---- Working data

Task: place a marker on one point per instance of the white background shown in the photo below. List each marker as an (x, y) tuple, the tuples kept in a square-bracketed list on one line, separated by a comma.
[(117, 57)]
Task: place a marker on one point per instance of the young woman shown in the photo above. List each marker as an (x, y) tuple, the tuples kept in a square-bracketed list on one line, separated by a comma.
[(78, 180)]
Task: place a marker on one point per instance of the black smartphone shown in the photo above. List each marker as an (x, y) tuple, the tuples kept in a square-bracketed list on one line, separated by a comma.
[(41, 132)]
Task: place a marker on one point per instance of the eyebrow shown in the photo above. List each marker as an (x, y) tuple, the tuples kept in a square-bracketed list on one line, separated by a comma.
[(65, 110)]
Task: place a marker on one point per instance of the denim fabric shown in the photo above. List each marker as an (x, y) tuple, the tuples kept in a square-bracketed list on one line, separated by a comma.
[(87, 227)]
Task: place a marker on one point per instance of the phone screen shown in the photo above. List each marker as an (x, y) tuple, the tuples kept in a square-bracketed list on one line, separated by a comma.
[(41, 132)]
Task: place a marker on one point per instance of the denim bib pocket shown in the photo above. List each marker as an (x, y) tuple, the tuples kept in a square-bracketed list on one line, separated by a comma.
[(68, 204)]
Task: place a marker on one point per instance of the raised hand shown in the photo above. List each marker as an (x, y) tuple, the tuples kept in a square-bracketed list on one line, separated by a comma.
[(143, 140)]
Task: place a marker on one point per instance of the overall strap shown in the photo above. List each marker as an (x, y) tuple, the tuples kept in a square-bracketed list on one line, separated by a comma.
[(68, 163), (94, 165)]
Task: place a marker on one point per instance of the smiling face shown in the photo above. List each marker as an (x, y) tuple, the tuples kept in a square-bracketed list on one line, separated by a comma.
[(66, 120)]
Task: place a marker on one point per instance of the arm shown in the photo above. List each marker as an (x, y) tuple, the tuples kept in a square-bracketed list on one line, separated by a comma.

--------

Return every record in full, word for word.

• [Exercise output]
Task: place a marker on one point per instance of the white background shown in the photo below. List each marker as an (x, y) tuple, the tuples kept in a square-bracketed list on one line, separated by a comma.
[(117, 57)]
Task: place a marker on one point per instance of the young woman shown in the photo above. List each marker as an (x, y) tuple, the tuples kept in a square-bracketed list on one line, separated by a comma.
[(78, 180)]
Task: place a marker on one point per instance of the black smartphone shown in the photo above. List each marker as an (x, y) tuple, the tuples kept in a square-bracketed list on one line, separated by a comma.
[(41, 132)]
Task: place a marker on one point per instance of the eyebrow shown in the photo above. List each marker as an (x, y) tuple, the tuples kept in a square-bracketed list on one line, separated by a comma.
[(65, 110)]
Task: place a marker on one point per instance of the denim fabric shown in the photo above. List each marker as an (x, y) tuple, the tuples kept in a square-bracketed list on one line, separated by a comma.
[(87, 227)]
Task: place a marker on one point per instance of the phone screen shown in the photo above. List each marker as an (x, y) tuple, the tuples kept in a square-bracketed list on one line, separated by a comma.
[(41, 132)]
Task: place a marker on one point per instance of the denim bib pocket shown in the photo above. List each marker as an (x, y) tuple, the tuples kept in a square-bracketed list on one line, separated by a comma.
[(68, 204)]
Task: place a marker on one point per instance of the raised hand shown in the photo above. List each marker as an (x, y) tuple, the tuples kept in a square-bracketed list on one line, separated by a comma.
[(143, 140)]
Task: place a marker on one point per instance of the overall strap shown in the photo above. List each marker as an (x, y) tuple, the tuples kept in a square-bracketed list on one line, separated by a comma.
[(68, 163), (94, 165)]
Task: place a marker on one point per instance of the smiling face shown in the photo above. List each marker as an (x, y) tuple, the tuples kept in a square-bracketed list on one line, separated by a comma.
[(66, 120)]
Task: place a marker on one point per instance of the arm shown in the photo above. List each marker as an (x, y) tuple, the tuples kept in a square-bracketed list on one line, separated by a comma.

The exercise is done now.